Task statement: Pick out every line in the items below that contains the string "trim", and copy each one in full.
+++ Available data +++
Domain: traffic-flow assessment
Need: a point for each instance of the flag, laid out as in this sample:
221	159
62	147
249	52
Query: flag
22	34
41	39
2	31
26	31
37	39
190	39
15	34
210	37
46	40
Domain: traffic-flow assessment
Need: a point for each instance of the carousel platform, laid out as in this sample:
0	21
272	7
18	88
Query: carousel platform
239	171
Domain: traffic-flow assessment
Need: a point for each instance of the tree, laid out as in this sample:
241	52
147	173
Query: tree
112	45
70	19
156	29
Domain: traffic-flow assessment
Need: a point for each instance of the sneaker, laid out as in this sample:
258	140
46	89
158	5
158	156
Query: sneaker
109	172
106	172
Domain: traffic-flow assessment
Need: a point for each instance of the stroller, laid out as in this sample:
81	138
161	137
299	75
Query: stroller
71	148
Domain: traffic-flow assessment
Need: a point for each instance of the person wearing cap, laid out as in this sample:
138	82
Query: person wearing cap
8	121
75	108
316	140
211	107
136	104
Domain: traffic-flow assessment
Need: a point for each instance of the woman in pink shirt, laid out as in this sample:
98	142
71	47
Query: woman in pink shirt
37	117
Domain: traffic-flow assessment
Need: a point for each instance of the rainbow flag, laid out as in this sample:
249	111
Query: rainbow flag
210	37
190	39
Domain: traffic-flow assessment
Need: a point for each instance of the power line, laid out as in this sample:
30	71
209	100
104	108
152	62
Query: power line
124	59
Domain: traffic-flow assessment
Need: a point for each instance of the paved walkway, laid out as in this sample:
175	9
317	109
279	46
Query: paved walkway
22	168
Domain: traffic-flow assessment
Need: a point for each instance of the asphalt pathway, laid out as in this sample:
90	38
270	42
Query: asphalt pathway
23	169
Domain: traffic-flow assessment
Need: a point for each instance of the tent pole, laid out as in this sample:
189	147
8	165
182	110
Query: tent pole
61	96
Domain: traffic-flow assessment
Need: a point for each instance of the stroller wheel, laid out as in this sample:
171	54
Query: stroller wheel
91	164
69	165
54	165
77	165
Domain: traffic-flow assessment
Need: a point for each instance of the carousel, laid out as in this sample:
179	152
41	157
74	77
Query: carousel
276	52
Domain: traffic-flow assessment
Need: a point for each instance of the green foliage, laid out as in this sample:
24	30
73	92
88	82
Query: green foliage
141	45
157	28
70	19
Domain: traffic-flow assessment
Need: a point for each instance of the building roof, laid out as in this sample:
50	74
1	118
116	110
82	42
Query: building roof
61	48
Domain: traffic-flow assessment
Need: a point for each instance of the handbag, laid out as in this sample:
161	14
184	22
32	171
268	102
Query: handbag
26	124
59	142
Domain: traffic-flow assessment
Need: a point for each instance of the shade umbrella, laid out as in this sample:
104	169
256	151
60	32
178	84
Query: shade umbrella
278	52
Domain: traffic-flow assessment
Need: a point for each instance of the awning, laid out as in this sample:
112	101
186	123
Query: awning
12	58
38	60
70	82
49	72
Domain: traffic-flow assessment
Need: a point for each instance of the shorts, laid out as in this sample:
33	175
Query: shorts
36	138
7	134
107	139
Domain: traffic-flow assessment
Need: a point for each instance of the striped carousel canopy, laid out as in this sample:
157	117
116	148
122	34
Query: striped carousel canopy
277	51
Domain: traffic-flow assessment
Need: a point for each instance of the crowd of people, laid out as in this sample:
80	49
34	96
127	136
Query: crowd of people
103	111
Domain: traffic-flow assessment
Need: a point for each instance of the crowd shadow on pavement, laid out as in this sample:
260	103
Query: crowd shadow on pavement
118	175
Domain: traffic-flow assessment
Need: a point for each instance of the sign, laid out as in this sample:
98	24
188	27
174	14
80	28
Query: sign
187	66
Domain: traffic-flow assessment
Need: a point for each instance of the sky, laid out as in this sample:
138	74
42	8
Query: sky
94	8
+++
+++ Available data +++
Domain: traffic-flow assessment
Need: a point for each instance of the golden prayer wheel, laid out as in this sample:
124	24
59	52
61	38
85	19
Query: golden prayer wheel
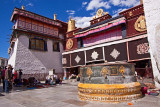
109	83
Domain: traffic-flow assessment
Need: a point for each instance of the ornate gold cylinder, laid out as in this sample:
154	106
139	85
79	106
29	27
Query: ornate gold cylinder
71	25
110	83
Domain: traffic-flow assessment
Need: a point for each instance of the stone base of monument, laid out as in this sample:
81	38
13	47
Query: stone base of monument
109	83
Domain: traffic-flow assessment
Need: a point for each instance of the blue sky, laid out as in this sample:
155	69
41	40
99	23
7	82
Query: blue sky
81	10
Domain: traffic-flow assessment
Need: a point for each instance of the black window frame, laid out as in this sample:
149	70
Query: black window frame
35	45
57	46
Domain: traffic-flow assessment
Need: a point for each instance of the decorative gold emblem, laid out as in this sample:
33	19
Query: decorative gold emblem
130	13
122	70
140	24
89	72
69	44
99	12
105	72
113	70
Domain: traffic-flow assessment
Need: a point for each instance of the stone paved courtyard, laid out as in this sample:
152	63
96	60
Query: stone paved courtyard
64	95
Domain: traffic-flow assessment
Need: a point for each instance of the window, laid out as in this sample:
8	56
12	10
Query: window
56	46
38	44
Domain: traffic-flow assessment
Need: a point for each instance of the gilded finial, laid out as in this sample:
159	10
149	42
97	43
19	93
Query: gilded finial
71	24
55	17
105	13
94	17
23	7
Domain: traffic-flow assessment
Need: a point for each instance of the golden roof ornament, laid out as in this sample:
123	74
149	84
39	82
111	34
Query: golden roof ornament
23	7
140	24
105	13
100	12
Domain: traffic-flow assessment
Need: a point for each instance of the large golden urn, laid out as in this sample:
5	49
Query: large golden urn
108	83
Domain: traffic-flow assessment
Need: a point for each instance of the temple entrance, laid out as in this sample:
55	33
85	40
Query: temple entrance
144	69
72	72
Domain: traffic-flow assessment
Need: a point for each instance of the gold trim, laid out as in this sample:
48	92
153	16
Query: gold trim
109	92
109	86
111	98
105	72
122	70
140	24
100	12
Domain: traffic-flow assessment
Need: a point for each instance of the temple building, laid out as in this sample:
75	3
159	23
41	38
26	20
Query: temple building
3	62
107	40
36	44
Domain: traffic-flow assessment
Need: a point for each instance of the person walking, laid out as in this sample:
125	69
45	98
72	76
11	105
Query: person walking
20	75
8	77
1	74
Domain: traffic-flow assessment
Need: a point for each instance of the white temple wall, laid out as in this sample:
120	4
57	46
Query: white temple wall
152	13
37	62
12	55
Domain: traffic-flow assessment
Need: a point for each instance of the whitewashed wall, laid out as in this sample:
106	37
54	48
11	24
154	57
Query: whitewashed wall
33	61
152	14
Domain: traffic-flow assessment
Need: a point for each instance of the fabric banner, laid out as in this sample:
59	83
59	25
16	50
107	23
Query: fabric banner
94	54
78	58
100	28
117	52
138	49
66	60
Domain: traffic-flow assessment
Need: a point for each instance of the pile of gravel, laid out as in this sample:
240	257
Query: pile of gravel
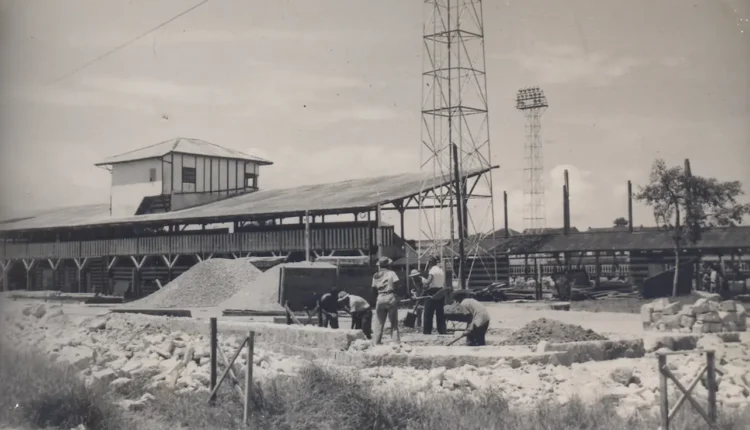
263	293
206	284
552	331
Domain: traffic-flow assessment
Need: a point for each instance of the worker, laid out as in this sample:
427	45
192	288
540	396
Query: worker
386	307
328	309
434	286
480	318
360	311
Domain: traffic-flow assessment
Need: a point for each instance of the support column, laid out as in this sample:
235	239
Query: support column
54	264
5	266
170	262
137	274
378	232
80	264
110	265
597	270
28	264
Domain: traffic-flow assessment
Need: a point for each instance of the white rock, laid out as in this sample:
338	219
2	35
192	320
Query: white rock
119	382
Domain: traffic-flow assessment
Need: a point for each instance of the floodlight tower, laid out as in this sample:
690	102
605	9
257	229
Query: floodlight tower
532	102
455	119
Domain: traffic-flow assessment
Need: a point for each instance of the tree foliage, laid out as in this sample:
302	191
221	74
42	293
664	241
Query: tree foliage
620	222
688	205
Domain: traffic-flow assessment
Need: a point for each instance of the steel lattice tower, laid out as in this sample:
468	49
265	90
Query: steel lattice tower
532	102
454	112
+++
+++ Available data +++
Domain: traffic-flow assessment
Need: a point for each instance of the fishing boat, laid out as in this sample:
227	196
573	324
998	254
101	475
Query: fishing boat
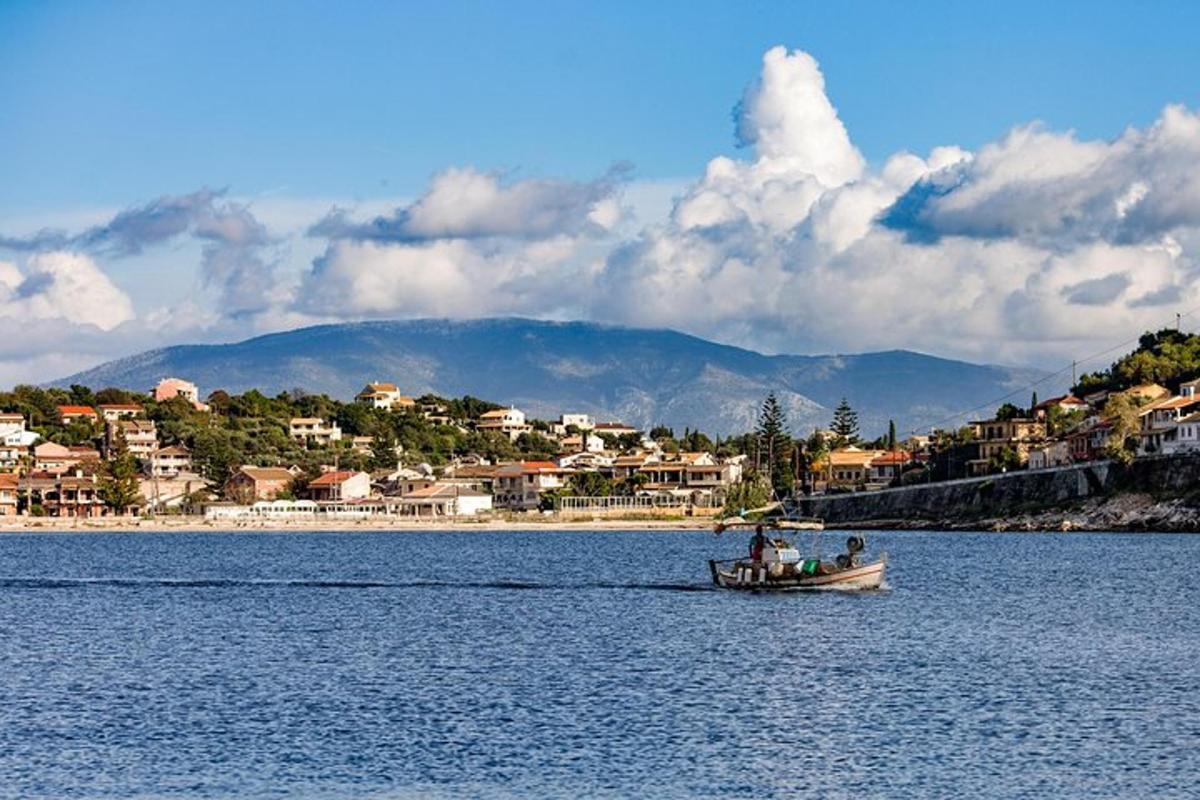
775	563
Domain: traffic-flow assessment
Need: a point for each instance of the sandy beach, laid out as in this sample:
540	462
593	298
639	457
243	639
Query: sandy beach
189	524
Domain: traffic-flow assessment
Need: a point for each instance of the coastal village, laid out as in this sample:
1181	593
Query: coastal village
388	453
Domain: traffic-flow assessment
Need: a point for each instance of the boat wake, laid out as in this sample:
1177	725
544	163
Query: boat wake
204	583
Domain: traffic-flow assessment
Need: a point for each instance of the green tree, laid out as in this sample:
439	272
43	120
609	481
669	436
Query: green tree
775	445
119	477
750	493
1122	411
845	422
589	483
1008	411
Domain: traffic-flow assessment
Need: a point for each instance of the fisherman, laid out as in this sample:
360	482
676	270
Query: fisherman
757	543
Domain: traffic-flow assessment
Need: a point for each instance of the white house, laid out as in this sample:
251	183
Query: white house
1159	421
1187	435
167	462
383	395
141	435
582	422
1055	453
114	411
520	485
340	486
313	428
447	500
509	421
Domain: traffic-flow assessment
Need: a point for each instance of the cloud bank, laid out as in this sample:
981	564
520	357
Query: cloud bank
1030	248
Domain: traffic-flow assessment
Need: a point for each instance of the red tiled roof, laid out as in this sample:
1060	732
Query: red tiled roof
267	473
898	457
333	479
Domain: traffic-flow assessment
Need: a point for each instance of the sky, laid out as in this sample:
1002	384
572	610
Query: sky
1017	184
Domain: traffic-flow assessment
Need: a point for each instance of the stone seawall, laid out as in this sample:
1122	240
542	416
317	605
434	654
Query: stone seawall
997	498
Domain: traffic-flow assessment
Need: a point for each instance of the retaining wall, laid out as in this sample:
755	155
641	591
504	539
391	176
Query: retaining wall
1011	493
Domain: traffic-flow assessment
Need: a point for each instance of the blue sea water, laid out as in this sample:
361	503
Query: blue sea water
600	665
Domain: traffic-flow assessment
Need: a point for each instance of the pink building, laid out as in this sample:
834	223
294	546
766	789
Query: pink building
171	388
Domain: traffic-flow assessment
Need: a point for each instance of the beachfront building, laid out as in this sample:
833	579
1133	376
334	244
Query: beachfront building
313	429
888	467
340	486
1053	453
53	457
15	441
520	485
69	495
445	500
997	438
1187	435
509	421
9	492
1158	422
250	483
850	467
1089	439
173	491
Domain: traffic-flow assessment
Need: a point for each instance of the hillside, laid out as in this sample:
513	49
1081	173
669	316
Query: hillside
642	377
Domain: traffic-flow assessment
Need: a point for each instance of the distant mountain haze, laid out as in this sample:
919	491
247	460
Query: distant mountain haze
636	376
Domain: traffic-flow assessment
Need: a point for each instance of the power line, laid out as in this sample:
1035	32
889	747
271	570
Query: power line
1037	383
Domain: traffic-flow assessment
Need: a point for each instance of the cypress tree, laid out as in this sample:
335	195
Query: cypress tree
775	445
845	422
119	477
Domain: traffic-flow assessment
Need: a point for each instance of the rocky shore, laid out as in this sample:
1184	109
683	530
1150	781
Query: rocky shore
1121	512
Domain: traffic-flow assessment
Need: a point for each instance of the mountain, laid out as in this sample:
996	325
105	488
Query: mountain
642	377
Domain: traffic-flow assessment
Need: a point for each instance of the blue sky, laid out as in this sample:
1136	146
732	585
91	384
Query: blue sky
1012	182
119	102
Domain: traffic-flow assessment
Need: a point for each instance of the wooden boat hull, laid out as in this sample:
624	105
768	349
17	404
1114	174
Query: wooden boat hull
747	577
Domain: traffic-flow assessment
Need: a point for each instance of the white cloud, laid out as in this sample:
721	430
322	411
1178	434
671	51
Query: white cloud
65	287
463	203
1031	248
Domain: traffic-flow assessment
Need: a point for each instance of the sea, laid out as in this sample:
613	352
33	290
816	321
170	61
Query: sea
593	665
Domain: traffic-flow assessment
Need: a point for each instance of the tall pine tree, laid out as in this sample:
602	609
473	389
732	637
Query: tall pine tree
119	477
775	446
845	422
+++
Full response:
Need: a point for each instance of the gold trim, laid out as in this sample:
Query: gold trim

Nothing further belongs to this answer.